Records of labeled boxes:
%%

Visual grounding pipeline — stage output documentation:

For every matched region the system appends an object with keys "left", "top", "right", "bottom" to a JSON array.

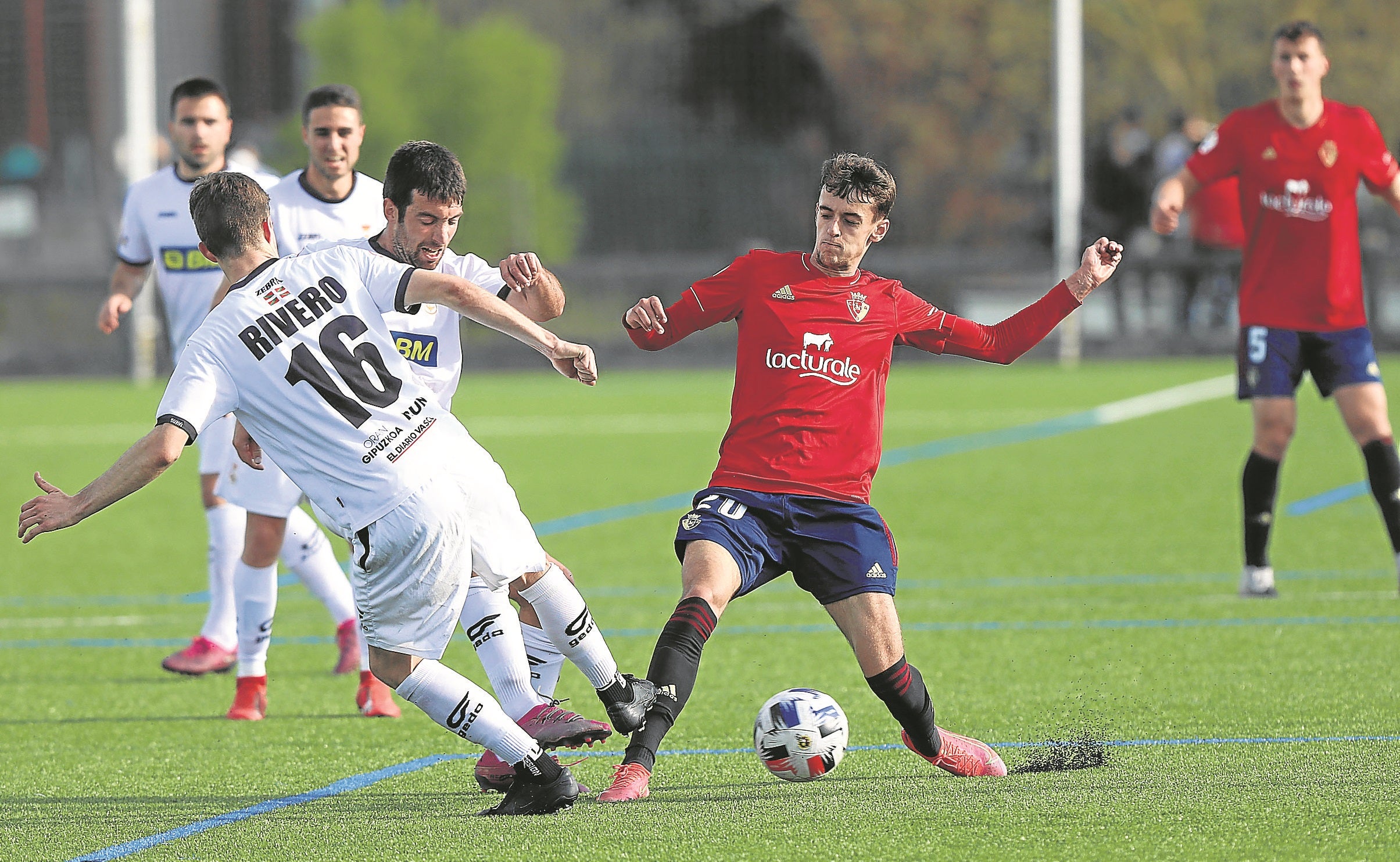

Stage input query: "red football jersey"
[
  {"left": 627, "top": 250, "right": 1079, "bottom": 502},
  {"left": 1191, "top": 177, "right": 1245, "bottom": 249},
  {"left": 1186, "top": 99, "right": 1400, "bottom": 332}
]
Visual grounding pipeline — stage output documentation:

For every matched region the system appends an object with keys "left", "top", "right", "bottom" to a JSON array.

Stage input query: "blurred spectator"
[
  {"left": 1089, "top": 108, "right": 1152, "bottom": 242},
  {"left": 1172, "top": 117, "right": 1245, "bottom": 332}
]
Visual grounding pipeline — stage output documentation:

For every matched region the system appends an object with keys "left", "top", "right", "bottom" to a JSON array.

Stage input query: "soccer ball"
[{"left": 753, "top": 688, "right": 850, "bottom": 781}]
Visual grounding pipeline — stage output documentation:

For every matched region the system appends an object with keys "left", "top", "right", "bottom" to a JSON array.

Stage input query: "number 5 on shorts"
[{"left": 1246, "top": 326, "right": 1269, "bottom": 365}]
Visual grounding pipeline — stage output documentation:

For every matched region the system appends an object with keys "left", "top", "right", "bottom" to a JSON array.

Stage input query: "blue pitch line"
[
  {"left": 8, "top": 380, "right": 1226, "bottom": 605},
  {"left": 69, "top": 736, "right": 1400, "bottom": 862},
  {"left": 1284, "top": 482, "right": 1369, "bottom": 515},
  {"left": 8, "top": 565, "right": 1394, "bottom": 608},
  {"left": 0, "top": 616, "right": 1400, "bottom": 649}
]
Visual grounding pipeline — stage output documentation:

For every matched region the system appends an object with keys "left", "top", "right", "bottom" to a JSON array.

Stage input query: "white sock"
[
  {"left": 521, "top": 623, "right": 564, "bottom": 700},
  {"left": 234, "top": 560, "right": 277, "bottom": 676},
  {"left": 521, "top": 564, "right": 617, "bottom": 688},
  {"left": 462, "top": 578, "right": 549, "bottom": 721},
  {"left": 396, "top": 659, "right": 543, "bottom": 764},
  {"left": 281, "top": 507, "right": 356, "bottom": 626},
  {"left": 199, "top": 502, "right": 248, "bottom": 649}
]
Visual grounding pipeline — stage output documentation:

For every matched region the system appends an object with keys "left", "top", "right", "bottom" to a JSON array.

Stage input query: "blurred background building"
[{"left": 0, "top": 0, "right": 1400, "bottom": 373}]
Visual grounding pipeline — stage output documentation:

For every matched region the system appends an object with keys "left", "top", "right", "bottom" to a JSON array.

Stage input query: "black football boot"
[
  {"left": 479, "top": 755, "right": 578, "bottom": 817},
  {"left": 598, "top": 673, "right": 657, "bottom": 736}
]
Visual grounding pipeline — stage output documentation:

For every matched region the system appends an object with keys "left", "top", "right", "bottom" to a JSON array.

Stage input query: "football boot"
[
  {"left": 161, "top": 635, "right": 238, "bottom": 676},
  {"left": 899, "top": 728, "right": 1007, "bottom": 777},
  {"left": 598, "top": 763, "right": 651, "bottom": 802}
]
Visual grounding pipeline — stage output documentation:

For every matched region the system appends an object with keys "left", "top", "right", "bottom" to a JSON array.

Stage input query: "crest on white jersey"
[{"left": 846, "top": 291, "right": 871, "bottom": 324}]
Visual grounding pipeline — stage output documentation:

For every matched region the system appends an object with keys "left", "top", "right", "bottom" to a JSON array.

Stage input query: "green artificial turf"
[{"left": 0, "top": 360, "right": 1400, "bottom": 861}]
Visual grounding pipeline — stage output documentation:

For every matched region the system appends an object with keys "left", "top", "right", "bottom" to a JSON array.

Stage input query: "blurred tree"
[
  {"left": 797, "top": 0, "right": 1050, "bottom": 242},
  {"left": 297, "top": 0, "right": 579, "bottom": 260}
]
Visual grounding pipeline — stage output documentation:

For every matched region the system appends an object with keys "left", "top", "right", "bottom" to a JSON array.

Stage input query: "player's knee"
[
  {"left": 1254, "top": 418, "right": 1295, "bottom": 461},
  {"left": 370, "top": 645, "right": 418, "bottom": 688},
  {"left": 244, "top": 515, "right": 287, "bottom": 568}
]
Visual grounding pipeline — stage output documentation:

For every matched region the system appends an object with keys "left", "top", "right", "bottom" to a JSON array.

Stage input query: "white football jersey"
[
  {"left": 304, "top": 239, "right": 511, "bottom": 410},
  {"left": 116, "top": 165, "right": 277, "bottom": 361},
  {"left": 267, "top": 168, "right": 384, "bottom": 256},
  {"left": 155, "top": 246, "right": 475, "bottom": 536}
]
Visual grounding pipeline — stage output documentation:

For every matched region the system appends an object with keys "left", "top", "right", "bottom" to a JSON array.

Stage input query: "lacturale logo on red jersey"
[
  {"left": 1259, "top": 179, "right": 1331, "bottom": 221},
  {"left": 763, "top": 332, "right": 861, "bottom": 386}
]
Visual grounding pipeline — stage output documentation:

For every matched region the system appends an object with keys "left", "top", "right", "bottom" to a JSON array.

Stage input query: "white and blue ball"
[{"left": 753, "top": 688, "right": 850, "bottom": 781}]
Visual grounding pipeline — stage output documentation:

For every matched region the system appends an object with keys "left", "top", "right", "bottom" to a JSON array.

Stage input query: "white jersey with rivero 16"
[
  {"left": 116, "top": 165, "right": 277, "bottom": 360},
  {"left": 304, "top": 239, "right": 511, "bottom": 410},
  {"left": 155, "top": 246, "right": 476, "bottom": 534},
  {"left": 267, "top": 170, "right": 384, "bottom": 254}
]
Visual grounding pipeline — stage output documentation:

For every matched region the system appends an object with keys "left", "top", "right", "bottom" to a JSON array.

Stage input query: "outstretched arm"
[
  {"left": 20, "top": 423, "right": 189, "bottom": 544},
  {"left": 900, "top": 238, "right": 1123, "bottom": 365},
  {"left": 500, "top": 252, "right": 564, "bottom": 324},
  {"left": 1380, "top": 174, "right": 1400, "bottom": 221},
  {"left": 403, "top": 269, "right": 598, "bottom": 386}
]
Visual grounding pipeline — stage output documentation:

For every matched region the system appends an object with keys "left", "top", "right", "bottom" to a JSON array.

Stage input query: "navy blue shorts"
[
  {"left": 1238, "top": 326, "right": 1380, "bottom": 401},
  {"left": 676, "top": 487, "right": 899, "bottom": 605}
]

%%

_Challenge_.
From the lines above, pick out each one that contains the word "jersey" and copy it.

_Solution to this problem_.
Stage input query: "red football jersey"
Stage input query: "crest on white jersey"
Stage input query: "white football jersey"
Stage input query: "lacturale logo on red jersey"
Stage input query: "white jersey with rivero 16"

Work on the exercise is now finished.